━━━ RECORDS TO USE ━━━

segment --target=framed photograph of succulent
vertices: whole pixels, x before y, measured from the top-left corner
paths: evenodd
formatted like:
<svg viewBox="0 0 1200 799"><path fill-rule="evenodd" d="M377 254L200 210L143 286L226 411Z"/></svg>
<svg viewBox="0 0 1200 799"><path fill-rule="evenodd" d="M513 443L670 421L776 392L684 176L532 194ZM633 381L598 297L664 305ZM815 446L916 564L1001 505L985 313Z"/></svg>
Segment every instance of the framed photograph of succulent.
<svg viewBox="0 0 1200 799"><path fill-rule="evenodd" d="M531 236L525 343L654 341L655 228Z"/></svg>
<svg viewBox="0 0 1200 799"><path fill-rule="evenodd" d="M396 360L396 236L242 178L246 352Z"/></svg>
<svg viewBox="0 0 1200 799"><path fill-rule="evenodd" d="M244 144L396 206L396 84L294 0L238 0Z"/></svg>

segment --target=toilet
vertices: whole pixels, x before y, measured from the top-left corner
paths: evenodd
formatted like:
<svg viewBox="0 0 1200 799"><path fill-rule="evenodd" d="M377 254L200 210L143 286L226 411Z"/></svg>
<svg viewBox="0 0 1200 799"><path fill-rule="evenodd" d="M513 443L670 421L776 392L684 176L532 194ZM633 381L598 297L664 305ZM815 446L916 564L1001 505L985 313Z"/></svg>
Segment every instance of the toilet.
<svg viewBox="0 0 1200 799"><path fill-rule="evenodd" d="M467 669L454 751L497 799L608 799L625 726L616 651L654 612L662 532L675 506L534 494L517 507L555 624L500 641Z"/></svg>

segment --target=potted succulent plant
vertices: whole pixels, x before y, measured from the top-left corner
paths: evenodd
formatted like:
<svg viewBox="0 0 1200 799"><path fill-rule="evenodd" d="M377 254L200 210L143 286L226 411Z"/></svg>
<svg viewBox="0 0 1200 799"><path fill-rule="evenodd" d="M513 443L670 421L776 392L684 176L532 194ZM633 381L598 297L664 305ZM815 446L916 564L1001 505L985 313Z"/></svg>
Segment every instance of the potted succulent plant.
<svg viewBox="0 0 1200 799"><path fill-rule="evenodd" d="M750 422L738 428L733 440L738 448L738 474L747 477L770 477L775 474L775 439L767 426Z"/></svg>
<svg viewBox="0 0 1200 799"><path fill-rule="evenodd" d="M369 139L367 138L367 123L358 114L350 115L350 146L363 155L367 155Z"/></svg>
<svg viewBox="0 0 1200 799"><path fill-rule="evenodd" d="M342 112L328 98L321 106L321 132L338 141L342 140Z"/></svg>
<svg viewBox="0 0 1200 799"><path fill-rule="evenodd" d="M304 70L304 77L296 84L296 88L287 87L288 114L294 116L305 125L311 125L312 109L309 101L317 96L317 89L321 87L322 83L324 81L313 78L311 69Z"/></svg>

━━━

_TASK REQUIREMENTS:_ Reproduce the full set of entries above exactly, without dropping a line.

_TASK ANSWER:_
segment --target=framed photograph of succulent
vertices: whole pixels, x before y, measured from the top-left corner
paths: evenodd
formatted like:
<svg viewBox="0 0 1200 799"><path fill-rule="evenodd" d="M377 254L200 210L143 286L226 411Z"/></svg>
<svg viewBox="0 0 1200 799"><path fill-rule="evenodd" d="M513 443L670 421L776 392L684 176L532 194ZM633 381L598 297L664 305ZM815 446L916 564L1001 505L985 313Z"/></svg>
Segment every instance of the framed photograph of succulent.
<svg viewBox="0 0 1200 799"><path fill-rule="evenodd" d="M531 236L525 343L654 341L655 228Z"/></svg>
<svg viewBox="0 0 1200 799"><path fill-rule="evenodd" d="M396 360L396 236L242 178L246 352Z"/></svg>
<svg viewBox="0 0 1200 799"><path fill-rule="evenodd" d="M244 144L396 206L396 84L294 0L238 0Z"/></svg>

segment --target=toilet
vertices: whole pixels, x before y, measured from the top-left corner
paths: evenodd
formatted like:
<svg viewBox="0 0 1200 799"><path fill-rule="evenodd" d="M377 254L200 210L143 286L226 411Z"/></svg>
<svg viewBox="0 0 1200 799"><path fill-rule="evenodd" d="M513 443L670 421L776 392L684 176L532 194ZM633 381L598 297L664 305ZM815 446L916 564L1001 505L985 313Z"/></svg>
Segment every instance of the toilet.
<svg viewBox="0 0 1200 799"><path fill-rule="evenodd" d="M467 669L454 751L497 799L608 799L625 726L616 651L654 612L662 532L675 506L534 494L517 507L555 624L500 641Z"/></svg>

segment --target=potted succulent plant
vertices: whole pixels, x before y, measured from the top-left corner
paths: evenodd
formatted like:
<svg viewBox="0 0 1200 799"><path fill-rule="evenodd" d="M377 254L200 210L143 286L226 411Z"/></svg>
<svg viewBox="0 0 1200 799"><path fill-rule="evenodd" d="M513 443L670 421L776 392L684 176L532 194ZM633 381L598 297L664 305ZM815 446L916 564L1001 505L985 313Z"/></svg>
Segment every instance of the potted succulent plant.
<svg viewBox="0 0 1200 799"><path fill-rule="evenodd" d="M750 422L738 428L733 440L738 448L738 474L747 477L770 477L775 474L775 439L767 426Z"/></svg>
<svg viewBox="0 0 1200 799"><path fill-rule="evenodd" d="M369 139L367 138L367 123L358 114L350 115L350 146L363 155L367 155Z"/></svg>
<svg viewBox="0 0 1200 799"><path fill-rule="evenodd" d="M342 112L328 98L321 106L321 132L338 141L342 140Z"/></svg>
<svg viewBox="0 0 1200 799"><path fill-rule="evenodd" d="M304 70L304 77L296 84L296 88L287 87L288 114L294 116L305 125L311 125L312 109L309 101L317 96L317 89L321 87L322 83L324 81L313 78L311 69Z"/></svg>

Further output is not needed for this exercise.